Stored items
————

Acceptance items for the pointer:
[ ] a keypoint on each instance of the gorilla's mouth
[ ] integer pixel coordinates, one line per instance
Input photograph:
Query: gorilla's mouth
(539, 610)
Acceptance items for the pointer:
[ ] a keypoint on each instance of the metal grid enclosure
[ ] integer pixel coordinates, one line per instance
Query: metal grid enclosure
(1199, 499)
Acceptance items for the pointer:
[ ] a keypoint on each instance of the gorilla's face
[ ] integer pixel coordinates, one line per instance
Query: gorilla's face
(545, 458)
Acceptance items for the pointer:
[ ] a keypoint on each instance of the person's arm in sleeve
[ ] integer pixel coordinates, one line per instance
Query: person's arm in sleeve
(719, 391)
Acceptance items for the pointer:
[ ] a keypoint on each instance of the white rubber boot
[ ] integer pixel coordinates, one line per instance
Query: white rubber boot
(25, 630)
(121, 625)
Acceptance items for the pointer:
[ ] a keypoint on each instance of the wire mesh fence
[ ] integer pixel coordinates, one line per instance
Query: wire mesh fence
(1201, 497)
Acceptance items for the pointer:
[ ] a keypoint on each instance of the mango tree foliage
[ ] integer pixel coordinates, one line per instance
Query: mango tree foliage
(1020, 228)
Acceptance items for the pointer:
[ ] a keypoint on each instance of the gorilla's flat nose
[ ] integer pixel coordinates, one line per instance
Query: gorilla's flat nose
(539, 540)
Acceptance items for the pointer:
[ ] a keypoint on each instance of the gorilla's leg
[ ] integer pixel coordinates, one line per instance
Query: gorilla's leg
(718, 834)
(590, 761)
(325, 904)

————

TASK PROMPT:
Copy these records word for word.

OUTPUT FOR THIS TASK:
Acceptance items for the pointer:
[ ] a keypoint on each instance of the gorilla's mouth
[ ] integer pixel coordinates, one line per instance
Input photograph:
Query: gorilla's mouth
(539, 610)
Acceptance items for the pointer:
[ ] a keypoint on each instance of the metal grid enclosure
[ ] integer pixel coordinates, one line per instance
Query: metal grid enclosure
(1199, 499)
Acceptance items for the pointer:
[ ] a keypoint on each instance of the gorilla's face
[ ] integer pixel coordinates, one line per instance
Query: gorilla's face
(545, 458)
Acceptance items for the pointer:
[ ] a keypoint on each instance of the person's arm in sleeve
[ ] integer pixel coordinates, one line per instance
Query: person's arm in sleeve
(719, 391)
Acceptance items for the pointer:
[ ] a keypoint on each instance of the white rubber boot
[ ] integer pixel coordinates, one line per instance
Query: white rubber boot
(25, 630)
(121, 625)
Acceptance items for the pointer:
[ ] a keypoint on each instance of the wire mesh fence
[ ] integer pixel coordinates, one line per instance
Query: wire mesh fence
(1201, 497)
Acceptance items for the pointer:
[ ] a keypoint on each instance of the mango tree foliage
[ ] integer pixel coordinates, one line per instance
Query: mango tree foliage
(1020, 228)
Acceptance items for the pointer:
[ ] a keypoint on each instance of the gorilla's flat nose
[ ] integer pixel coordinates, one line per instance
Query: gorilla's flat nose
(539, 540)
Acceptance items for the pointer:
[ ] a keypoint on each instance of the gorilla's leg
[ ] integer pixel coordinates, one line per instance
Query: gorilla's leg
(718, 834)
(590, 761)
(325, 904)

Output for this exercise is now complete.